Problem to solve » In the material below, the required lines run from the one containing "<point>7,501</point>" through the one containing "Identify the pearl". Copy those lines exactly, ends included, and nothing else.

Supplied records »

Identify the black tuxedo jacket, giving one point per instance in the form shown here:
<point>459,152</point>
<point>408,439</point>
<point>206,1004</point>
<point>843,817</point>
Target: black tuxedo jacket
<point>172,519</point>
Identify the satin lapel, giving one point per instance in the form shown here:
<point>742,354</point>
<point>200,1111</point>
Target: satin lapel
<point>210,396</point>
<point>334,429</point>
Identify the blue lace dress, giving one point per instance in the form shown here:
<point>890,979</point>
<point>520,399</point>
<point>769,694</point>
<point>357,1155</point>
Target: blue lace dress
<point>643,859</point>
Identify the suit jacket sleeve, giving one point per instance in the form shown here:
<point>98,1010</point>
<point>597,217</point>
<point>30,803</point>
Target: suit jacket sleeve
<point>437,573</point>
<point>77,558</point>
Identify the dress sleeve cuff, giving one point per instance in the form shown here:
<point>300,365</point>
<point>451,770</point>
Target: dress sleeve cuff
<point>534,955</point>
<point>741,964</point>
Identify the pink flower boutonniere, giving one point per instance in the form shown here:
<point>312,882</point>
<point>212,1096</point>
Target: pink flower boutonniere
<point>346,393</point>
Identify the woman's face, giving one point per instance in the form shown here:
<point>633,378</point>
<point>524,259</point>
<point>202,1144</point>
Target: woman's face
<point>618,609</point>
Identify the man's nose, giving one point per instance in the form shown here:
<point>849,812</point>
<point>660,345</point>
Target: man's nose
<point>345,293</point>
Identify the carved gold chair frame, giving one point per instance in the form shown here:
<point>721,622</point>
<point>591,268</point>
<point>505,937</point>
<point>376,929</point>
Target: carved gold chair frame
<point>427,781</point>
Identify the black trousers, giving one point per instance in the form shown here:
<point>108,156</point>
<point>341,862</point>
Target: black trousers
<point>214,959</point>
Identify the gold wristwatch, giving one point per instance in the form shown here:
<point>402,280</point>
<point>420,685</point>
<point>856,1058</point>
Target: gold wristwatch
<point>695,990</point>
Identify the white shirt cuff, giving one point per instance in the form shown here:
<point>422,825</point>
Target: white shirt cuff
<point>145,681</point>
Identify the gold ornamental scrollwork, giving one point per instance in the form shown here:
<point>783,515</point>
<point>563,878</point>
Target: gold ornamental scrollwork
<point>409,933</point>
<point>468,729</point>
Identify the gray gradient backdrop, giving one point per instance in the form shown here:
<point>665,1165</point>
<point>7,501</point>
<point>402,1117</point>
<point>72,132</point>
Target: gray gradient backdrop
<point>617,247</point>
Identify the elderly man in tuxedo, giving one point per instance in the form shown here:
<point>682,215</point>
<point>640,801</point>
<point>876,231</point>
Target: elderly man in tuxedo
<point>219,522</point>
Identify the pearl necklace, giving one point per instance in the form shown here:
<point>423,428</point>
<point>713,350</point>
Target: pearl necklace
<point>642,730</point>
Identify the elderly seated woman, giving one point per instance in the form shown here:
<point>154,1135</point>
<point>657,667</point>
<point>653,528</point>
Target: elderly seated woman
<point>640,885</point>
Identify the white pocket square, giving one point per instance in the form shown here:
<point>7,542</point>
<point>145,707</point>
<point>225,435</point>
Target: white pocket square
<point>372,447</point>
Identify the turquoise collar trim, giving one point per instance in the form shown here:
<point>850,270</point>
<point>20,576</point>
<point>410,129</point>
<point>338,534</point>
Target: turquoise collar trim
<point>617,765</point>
==
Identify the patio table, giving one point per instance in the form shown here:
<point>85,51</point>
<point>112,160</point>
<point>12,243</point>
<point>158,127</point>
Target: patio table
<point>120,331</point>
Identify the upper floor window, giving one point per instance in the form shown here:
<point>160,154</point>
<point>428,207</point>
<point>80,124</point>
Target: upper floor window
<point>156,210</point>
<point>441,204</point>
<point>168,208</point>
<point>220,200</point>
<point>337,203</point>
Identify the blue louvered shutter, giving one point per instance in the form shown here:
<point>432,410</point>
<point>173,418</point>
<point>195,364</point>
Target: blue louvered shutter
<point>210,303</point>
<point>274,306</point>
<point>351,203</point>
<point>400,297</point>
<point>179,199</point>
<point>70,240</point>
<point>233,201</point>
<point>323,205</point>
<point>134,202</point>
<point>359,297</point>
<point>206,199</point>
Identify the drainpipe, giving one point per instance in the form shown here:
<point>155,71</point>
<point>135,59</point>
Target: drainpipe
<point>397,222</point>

Exercise result »
<point>7,501</point>
<point>402,1117</point>
<point>72,132</point>
Target: gray gradient backdrop
<point>617,247</point>
Identify the elderly man in tuxedo, giving one point per instance in the form shown here:
<point>682,215</point>
<point>640,801</point>
<point>876,231</point>
Target: elderly man in tuxedo
<point>219,522</point>
Identify the pearl necklace, giving one point per instance in the form shown here:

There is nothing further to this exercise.